TEXT SEGMENT.
★ ★ ★ ★ ★
Born in Manitoba, tenor Christopher Enns is in his final season with the Canadian Opera Company Ensemble Studio.
He made his COC debut as an American/Glass Maker/Strolling Player in Death in Venice. Enns was one of the strengths of the Ensemble Studio’s mainstage performance of The Magic Flute in February 2011. On that occasion I said that he was “a convincingly handsome prince” and that “the sound was often very powerful, and never unconvincing.”
Enns holds a bachelor of vocal performance from the University of Manitoba, and a diploma in operatic performance from the University of Toronto. Enns has also performed with the Winnipeg Symphony, Saskatoon Opera, and the Aldeburgh Connection.
On February 6th Enns will be undertaking Tito in the Ensemble Production of La Clemenza di Tito (sharing the role with Owen McCausland). I asked him ten question: five about himself, and five about preparing the role.
1) Which of your parents do you resemble (what’s your nationality / ethnic background)?
I am a dead ringer for my father at my age. Both of my parents are from a German Mennonite background with dark hair and dark eyes, so a case could probably be made for either one. But since I have inherited the infamous Enns profile my father wins, dare I say it, by a fairly large nose.
2) What is the best thing / worst thing about being an opera singer?
I think there’s something amazing just in being able to answer that question. You spend so long training to be a singer, so long being a student that the ability to call yourself an official opera singer still seems to be a bit of a novelty to me…. even after a few years. But that’s not an answer to the question.
My favorite part of being a musician is the collaborative aspect to the art form. How great the whole can be if the sum of its parts commit to the process. The play and experimentation that goes on in the rehearsal room between director, conductor and your colleagues can be absolutely incredible. Add to that an orchestra, a chorus, and another hundred people working behind the scenes and you have opera. The work of so many hands going into a few short hours. The fact that I get to be a small part of that story is a real blessing.
And as it often is, the hardest thing I’ve found with being in this business is the reverse. Those moments where collaboration is hard to find, where the play is out of the work for whatever reason. Sometimes projects become more about ego than the story. Those are the times when opera seems very selfish and lonely.
But by and large this has not been the case. I have met some of the best people in the world through working in opera, and every job, every contract brings a few new faces to add to the group. That in itself has made a life in opera an incredibly rich thing to live.
3) Who do you like to listen to or watch?
Hmm… well this is not going to be a very classical answer. As much as I love living in the world of opera, I don’t listen to much of it in my free time. I actually don’t listen to a tonne of music at all, but when I do it’s often of the country/folk ilk. I grew up on a farm and have many fond memories of hours spent on the tractor belting out the latest Garth Brooks or Kenney Chesney hit.
★ ★ ★ ★ ★
DATA RECORDS.

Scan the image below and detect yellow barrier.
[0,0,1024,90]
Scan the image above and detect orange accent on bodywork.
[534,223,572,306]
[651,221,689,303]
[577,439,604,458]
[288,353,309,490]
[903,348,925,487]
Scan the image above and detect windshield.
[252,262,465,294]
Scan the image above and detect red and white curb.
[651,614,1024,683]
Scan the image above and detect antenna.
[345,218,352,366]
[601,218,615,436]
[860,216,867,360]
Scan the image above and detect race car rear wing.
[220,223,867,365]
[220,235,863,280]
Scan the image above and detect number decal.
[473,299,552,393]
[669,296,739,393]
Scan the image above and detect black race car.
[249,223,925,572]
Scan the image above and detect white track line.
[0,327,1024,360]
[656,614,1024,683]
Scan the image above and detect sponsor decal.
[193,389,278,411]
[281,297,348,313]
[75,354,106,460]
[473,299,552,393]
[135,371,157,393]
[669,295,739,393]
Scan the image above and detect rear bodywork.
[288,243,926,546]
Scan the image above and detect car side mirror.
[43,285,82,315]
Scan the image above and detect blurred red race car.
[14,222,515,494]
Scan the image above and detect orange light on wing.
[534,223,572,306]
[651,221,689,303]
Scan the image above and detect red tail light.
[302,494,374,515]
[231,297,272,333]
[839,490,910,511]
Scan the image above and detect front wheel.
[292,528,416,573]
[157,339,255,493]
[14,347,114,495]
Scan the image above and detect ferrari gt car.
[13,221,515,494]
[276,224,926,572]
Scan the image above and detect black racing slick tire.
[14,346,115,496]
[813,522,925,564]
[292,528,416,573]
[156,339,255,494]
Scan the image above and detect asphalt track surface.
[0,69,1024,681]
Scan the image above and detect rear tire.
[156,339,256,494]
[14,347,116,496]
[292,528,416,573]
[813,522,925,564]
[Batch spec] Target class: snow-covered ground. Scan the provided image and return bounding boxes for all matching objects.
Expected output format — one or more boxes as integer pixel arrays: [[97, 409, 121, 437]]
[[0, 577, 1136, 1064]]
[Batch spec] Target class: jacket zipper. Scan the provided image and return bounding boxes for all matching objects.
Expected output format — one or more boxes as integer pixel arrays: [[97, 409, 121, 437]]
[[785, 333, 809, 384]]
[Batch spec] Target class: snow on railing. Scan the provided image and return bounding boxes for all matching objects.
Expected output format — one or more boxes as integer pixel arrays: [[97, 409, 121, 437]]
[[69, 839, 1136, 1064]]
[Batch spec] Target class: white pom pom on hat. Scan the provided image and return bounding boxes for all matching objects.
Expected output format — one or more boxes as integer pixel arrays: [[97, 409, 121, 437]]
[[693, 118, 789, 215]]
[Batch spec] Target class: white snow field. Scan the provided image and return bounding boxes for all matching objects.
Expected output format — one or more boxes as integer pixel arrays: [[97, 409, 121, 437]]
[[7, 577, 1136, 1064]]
★ ★ ★ ★ ★
BRIEF A.
Answer these questions about the Christopher Enns interview:
(i) From which university does Enns hold a bachelor of vocal performance?
(ii) What role will Enns sing on February 6th?
(iii) What kind of music does Enns say he usually listens to when he listens to music at all?
BRIEF B. Quote the Christopher Enns interview word for word, starting at "Hmm… well this" and ending at "Kenney Chesney hit.".

EXERCISE RESULT A.
(i) The University of Manitoba.
(ii) Tito, in the Ensemble Production of La Clemenza di Tito.
(iii) Country/folk music.

EXERCISE RESULT B.
Hmm… well this is not going to be a very classical answer. As much as I love living in the world of opera, I don’t listen to much of it in my free time. I actually don’t listen to a tonne of music at all, but when I do it’s often of the country/folk ilk. I grew up on a farm and have many fond memories of hours spent on the tractor belting out the latest Garth Brooks or Kenney Chesney hit.